# ASSIGNMENT:
Pictures do not belong in the copy. Return all of the entries exactly.

# GIVEN RECORDS:
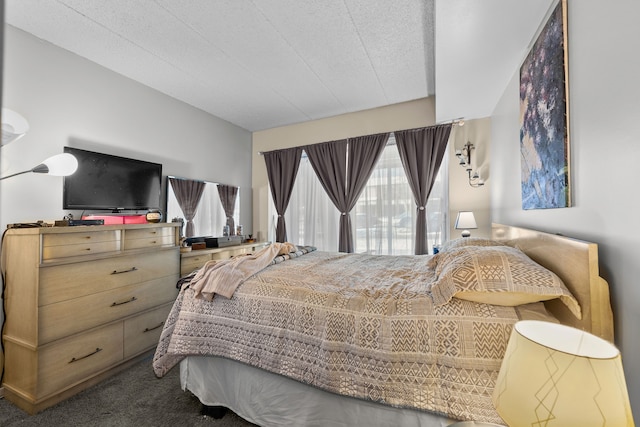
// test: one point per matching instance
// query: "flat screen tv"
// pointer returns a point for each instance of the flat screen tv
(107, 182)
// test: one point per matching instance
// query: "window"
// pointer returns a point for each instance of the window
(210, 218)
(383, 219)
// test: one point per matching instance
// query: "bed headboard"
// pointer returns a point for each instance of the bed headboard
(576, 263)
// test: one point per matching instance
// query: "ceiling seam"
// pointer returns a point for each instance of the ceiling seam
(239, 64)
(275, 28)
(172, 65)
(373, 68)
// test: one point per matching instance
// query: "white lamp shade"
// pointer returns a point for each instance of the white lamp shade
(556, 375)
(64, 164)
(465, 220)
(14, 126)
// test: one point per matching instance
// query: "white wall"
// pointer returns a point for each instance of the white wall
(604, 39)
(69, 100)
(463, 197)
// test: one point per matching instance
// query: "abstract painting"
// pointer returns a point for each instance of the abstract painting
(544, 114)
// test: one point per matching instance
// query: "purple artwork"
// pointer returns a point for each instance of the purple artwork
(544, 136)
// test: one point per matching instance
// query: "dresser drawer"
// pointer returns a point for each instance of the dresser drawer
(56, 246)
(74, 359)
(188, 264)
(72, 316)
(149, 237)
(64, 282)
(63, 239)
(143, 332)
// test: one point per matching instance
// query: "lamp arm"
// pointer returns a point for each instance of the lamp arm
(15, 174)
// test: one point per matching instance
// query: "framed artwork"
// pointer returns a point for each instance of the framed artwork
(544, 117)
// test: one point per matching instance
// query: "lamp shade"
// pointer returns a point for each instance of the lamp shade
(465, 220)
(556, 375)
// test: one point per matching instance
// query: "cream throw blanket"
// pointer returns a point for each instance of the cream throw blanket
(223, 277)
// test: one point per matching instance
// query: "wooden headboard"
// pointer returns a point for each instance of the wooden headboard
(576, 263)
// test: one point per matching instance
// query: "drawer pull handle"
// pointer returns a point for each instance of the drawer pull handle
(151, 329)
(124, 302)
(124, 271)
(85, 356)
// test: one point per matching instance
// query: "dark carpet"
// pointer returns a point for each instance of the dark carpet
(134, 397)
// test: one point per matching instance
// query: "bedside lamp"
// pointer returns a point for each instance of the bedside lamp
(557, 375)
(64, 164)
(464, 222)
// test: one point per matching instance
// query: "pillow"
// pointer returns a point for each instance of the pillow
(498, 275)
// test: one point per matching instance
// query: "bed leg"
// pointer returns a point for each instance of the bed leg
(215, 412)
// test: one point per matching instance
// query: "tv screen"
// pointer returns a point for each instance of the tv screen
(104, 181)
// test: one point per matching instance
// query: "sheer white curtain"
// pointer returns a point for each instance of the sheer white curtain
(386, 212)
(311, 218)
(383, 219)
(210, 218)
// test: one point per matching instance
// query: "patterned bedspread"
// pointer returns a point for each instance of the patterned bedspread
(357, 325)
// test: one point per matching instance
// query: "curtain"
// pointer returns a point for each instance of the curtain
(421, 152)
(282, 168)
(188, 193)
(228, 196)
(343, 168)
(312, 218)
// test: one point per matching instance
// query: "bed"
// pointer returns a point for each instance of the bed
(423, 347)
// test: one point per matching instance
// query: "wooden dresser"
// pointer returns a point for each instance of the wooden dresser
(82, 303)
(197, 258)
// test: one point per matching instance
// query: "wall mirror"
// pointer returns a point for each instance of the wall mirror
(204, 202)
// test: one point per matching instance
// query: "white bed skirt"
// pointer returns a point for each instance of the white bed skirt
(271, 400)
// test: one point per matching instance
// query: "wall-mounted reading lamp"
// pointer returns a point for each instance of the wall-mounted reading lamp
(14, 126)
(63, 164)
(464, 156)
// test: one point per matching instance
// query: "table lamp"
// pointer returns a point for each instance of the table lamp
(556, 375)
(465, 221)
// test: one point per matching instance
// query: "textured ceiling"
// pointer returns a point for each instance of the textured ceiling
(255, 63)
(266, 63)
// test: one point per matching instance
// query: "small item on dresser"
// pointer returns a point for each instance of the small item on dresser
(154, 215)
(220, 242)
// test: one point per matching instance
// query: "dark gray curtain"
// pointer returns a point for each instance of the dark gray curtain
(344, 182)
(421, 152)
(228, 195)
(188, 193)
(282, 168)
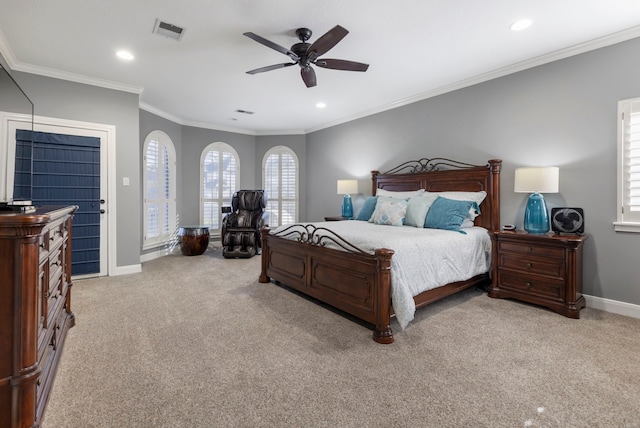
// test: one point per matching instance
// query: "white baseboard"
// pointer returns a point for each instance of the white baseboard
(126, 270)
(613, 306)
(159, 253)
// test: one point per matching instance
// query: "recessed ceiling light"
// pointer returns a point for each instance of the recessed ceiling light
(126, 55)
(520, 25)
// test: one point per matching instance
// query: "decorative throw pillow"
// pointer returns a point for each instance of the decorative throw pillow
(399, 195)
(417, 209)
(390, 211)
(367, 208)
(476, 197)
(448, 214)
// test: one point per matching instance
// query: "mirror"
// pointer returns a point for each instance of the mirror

# ANSWER BOX:
// test: one point per matching instance
// query: "flat screen tv"
// pointer returns a point for each instance of the flat screen tv
(107, 182)
// test: one point per matching instance
// query: "window"
// pointer returns a point for each instance of the window
(210, 218)
(383, 219)
// test: one point per matching instance
// query: "bed headboard"
// pointer returns a point for each instance of the bed headboard
(576, 263)
// test: one point per matching instance
// query: "ceiling seam"
// pointer returns a point for each instance of the ceiling seam
(239, 64)
(275, 28)
(172, 65)
(373, 68)
// test: one point per matching instance
// query: "white lamp shade"
// pointer returns a point for each instance of the white lamp shade
(556, 375)
(64, 164)
(465, 220)
(14, 126)
// test: one point per matching instance
// query: "white wall"
// pointer returns a point for each instance of the white wall
(604, 39)
(69, 100)
(463, 197)
// test: one point per matching instance
// query: "abstract painting"
// pointer returns a point for each instance of the abstract painting
(544, 114)
// test: one point per matching instance
// query: "purple artwork"
// pointer returns a point for each instance of the purple artwork
(544, 136)
// test: one point per matching instance
// query: "dresser drawer"
// pointer returns a point for each instance of the dresser drawer
(56, 246)
(74, 359)
(188, 264)
(72, 316)
(149, 237)
(64, 282)
(63, 239)
(143, 332)
// test: one point per matching instance
// query: "lamp arm"
// pointer returns a point for each instance of the lamp arm
(15, 174)
// test: one point per matching instance
// query: "framed artwork"
// pointer returns a point for each instance of the framed artwork
(544, 117)
// test: one point per matching instance
// query: "lamp shade"
// pointer returns a point for each instance of the lamp shade
(465, 220)
(556, 375)
// test: one point per matching instance
// query: "cream throw blanket"
// pointer returns a point for each instance of the cream throw blanket
(223, 277)
// test: one point per matching instance
// query: "wooden headboard"
// pointer returns a point for each instance of the wooden headboard
(576, 263)
// test: one point per matching instance
// query: "drawer pull handle"
// pointer returns a point for each instance of the drawer pull handle
(151, 329)
(124, 302)
(124, 271)
(85, 356)
// test: one point per matching instance
// query: "dark carpet"
// pointer returns a point for each instance of the dark carpet
(134, 397)
// test: one point per matching instance
// query: "bedside lamp"
// pointer returns a point for each instance of the bedside lamp
(557, 375)
(64, 164)
(464, 222)
// test: one point per matching instance
// query: "pillow"
// pointer returns a point for each instance of the pillow
(498, 275)
// test: one point per matching instance
// query: "bed leg"
// pointer returns a point for each instance of the bed leg
(215, 412)
// test: one point per matching instance
// query: "tv screen"
// pointer returns a point for each instance of the tv screen
(104, 181)
// test: one point per matching instance
// query: "sheer white curtain"
// pointer returns a point for each instance of the sheer white curtain
(386, 212)
(311, 218)
(383, 219)
(210, 218)
// test: one point per matching instance
// query: "patterned bedspread"
// pointer returns a point for each instance of the patterned bedspread
(357, 325)
// test: one point per matching instance
// query: "curtain"
// pointer returns a point for each instance of the curtain
(421, 152)
(282, 168)
(188, 193)
(228, 196)
(343, 168)
(312, 218)
// test: one point per matching instance
// query: "bed"
// pointer returns a point for each instance of the bed
(423, 347)
// test: one point per matching instance
// query: "wooden dresser"
// pointer returns a point for each instance of the wooden dresser
(82, 303)
(197, 258)
// test: one point per matching instance
// query: "wall mirror"
// pointer returns a point for each instance of the wall mirror
(204, 202)
// test: one point per matching instance
// query: "white bed skirt"
// pointer returns a point for each instance of the white bed skirt
(271, 400)
// test: one point per matching instance
// query: "wall-mounted reading lamp"
// pointer returns a point for each instance of the wall-mounted reading lamp
(14, 126)
(63, 164)
(464, 156)
// test: one point per matching instance
// query: "table lamp"
// pointer returns a point for each instance of the table lamp
(556, 375)
(465, 221)
// test: one point per matching instance
// query: "textured ceiling"
// pointer returns a point for each instance of the textured ceiling
(255, 63)
(266, 63)
// test: one point per matching instance
// query: "small item on dresser"
// pointer returns a point for each instance of the small item on dresser
(154, 215)
(220, 242)
// test: one point per matching instance
// query: "dark gray curtain"
// pointer returns a point for each instance of the dark gray curtain
(344, 182)
(421, 152)
(228, 195)
(188, 193)
(282, 168)
// test: one point per matching instance
// query: "white baseboard"
// pointer returns a point for each instance of the white baseboard
(126, 270)
(613, 306)
(159, 253)
// test: one point per matching instance
// query: "recessed ceiling light"
// pointer returns a point for each instance of the recessed ceiling light
(126, 55)
(520, 25)
// test: one point per matching instance
// query: "decorative throw pillow"
// pointer returns a point for each instance of the decorative throw pillow
(399, 195)
(417, 209)
(390, 211)
(367, 208)
(476, 197)
(448, 214)
// test: one point per matching instance
// query: "mirror"
// pointer returns a point for each instance of the mirror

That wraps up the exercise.